- **What this task involves**
Verbatim transcription with images omitted: return the entries below in full.

- **Supplied data**
* * * * * * *
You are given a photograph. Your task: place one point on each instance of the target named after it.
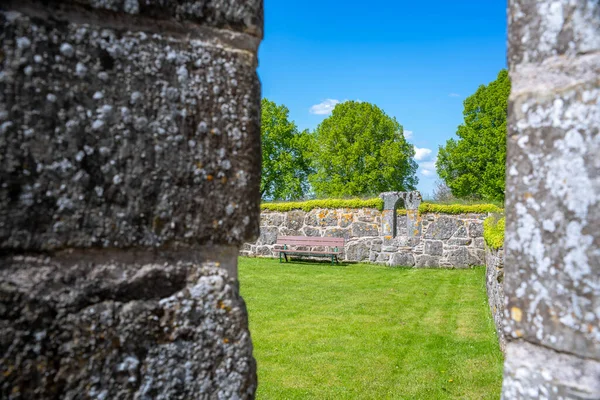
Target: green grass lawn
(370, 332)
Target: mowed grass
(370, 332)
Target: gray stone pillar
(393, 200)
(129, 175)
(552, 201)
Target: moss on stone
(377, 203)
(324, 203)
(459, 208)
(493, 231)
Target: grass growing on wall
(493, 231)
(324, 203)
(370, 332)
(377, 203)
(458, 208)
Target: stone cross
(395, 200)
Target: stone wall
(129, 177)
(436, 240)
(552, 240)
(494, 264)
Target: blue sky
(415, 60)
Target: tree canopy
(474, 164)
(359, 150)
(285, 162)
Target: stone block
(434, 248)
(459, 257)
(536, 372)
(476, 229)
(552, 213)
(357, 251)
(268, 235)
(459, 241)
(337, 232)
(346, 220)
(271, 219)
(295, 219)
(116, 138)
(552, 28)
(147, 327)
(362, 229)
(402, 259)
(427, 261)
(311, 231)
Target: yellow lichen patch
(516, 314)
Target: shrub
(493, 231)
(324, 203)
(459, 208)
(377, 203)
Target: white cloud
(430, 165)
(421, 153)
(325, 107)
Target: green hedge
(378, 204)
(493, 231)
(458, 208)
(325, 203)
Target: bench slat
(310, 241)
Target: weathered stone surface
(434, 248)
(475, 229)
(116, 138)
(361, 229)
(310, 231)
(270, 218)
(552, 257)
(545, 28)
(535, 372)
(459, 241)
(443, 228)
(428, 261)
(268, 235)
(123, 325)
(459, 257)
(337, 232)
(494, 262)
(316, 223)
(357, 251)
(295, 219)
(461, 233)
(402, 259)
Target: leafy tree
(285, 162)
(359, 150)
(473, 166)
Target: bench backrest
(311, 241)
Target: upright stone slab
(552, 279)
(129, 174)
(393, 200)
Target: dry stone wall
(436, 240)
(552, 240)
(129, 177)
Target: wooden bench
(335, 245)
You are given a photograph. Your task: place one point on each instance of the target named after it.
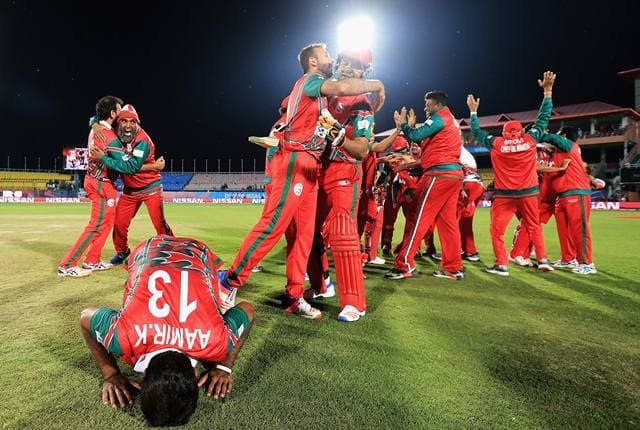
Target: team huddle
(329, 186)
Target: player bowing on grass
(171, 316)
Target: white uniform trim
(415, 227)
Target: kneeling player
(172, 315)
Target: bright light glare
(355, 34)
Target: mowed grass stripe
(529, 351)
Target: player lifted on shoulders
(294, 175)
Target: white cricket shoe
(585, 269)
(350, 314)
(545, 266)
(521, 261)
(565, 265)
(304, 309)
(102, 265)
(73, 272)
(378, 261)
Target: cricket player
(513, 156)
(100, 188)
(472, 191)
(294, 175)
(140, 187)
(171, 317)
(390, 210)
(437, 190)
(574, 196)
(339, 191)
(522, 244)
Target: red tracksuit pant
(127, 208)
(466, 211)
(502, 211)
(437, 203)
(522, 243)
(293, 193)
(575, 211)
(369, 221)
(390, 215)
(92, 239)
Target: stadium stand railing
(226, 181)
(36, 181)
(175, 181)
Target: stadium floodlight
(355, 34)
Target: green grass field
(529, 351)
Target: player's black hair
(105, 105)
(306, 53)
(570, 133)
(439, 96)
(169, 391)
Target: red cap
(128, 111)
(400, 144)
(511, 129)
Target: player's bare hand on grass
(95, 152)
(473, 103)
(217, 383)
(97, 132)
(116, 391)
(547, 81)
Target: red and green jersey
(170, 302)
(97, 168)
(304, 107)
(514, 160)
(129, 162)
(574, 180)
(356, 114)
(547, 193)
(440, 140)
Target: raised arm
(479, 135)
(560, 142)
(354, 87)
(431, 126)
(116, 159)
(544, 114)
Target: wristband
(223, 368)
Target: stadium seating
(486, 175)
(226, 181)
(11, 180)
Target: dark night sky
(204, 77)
* * * * * * *
- **Result**
You are given a photograph. Your task: place one point on each instance of the target named after it.
Target: green grass lawn
(370, 332)
Target: mowed grass
(370, 332)
Target: gray stone pillar
(393, 200)
(129, 175)
(552, 201)
Target: moss on stone
(377, 203)
(324, 203)
(459, 208)
(493, 231)
Target: grass growing on wall
(493, 231)
(324, 203)
(370, 332)
(377, 203)
(458, 208)
Target: stone cross
(395, 200)
Target: stone wall
(129, 177)
(436, 240)
(552, 240)
(494, 264)
Target: blue sky
(415, 60)
Target: tree canopy
(474, 164)
(359, 150)
(285, 162)
Target: stone block
(434, 248)
(459, 257)
(536, 372)
(476, 229)
(552, 213)
(357, 251)
(268, 235)
(459, 241)
(337, 232)
(346, 220)
(271, 219)
(295, 219)
(116, 138)
(552, 28)
(147, 327)
(362, 229)
(402, 259)
(427, 261)
(311, 231)
Target: yellow lichen patch
(516, 314)
Target: shrub
(493, 231)
(324, 203)
(459, 208)
(377, 203)
Target: white cloud
(430, 165)
(421, 153)
(325, 107)
Target: green hedge
(378, 204)
(493, 231)
(458, 208)
(325, 203)
Target: bench slat
(310, 241)
Target: weathered stone surface
(434, 248)
(475, 229)
(116, 138)
(361, 229)
(310, 231)
(270, 218)
(552, 257)
(545, 28)
(535, 372)
(459, 241)
(443, 228)
(428, 261)
(268, 235)
(123, 325)
(459, 257)
(337, 232)
(494, 262)
(316, 223)
(357, 251)
(295, 219)
(461, 233)
(402, 259)
Target: leafy tree
(285, 162)
(359, 150)
(473, 166)
Target: bench backrest
(311, 241)
Target: upright stone slab
(552, 279)
(129, 174)
(393, 200)
Target: dry stone wall
(436, 240)
(552, 240)
(129, 177)
Target: wooden bench
(335, 245)
You are given a photograph. Your task: place one point on each instance of the target named after it.
Target: team huddle
(329, 186)
Target: player bowing on grass
(171, 316)
Target: white uniform trim
(415, 227)
Target: kneeling player
(172, 315)
Target: bright light glare
(355, 34)
Target: mowed grass stripe
(529, 351)
Target: player lifted on shoulders
(294, 175)
Target: white cricket shoe
(585, 269)
(350, 314)
(545, 266)
(521, 261)
(565, 265)
(304, 309)
(102, 265)
(73, 272)
(378, 261)
Target: cricket player
(513, 156)
(100, 188)
(472, 191)
(294, 175)
(140, 187)
(171, 317)
(390, 210)
(437, 190)
(574, 196)
(339, 191)
(522, 244)
Target: red tracksuit pant
(127, 208)
(466, 211)
(502, 211)
(437, 203)
(522, 243)
(293, 193)
(575, 211)
(369, 221)
(390, 215)
(92, 239)
Target: stadium stand railing
(226, 181)
(36, 181)
(175, 181)
Target: stadium floodlight
(355, 34)
Target: green grass field
(529, 351)
Target: player's black hair
(105, 105)
(306, 53)
(570, 133)
(439, 96)
(169, 391)
Target: red cap
(128, 111)
(400, 144)
(511, 129)
Target: player's bare hand on grass
(95, 152)
(473, 103)
(217, 383)
(97, 132)
(116, 391)
(547, 81)
Target: red and green jersey
(170, 302)
(97, 168)
(304, 107)
(514, 160)
(129, 162)
(574, 180)
(356, 114)
(547, 193)
(440, 140)
Target: raised arm
(479, 135)
(560, 142)
(354, 87)
(431, 126)
(116, 159)
(544, 114)
Target: wristband
(223, 368)
Target: stadium seating
(486, 175)
(226, 181)
(11, 180)
Target: dark night sky
(204, 77)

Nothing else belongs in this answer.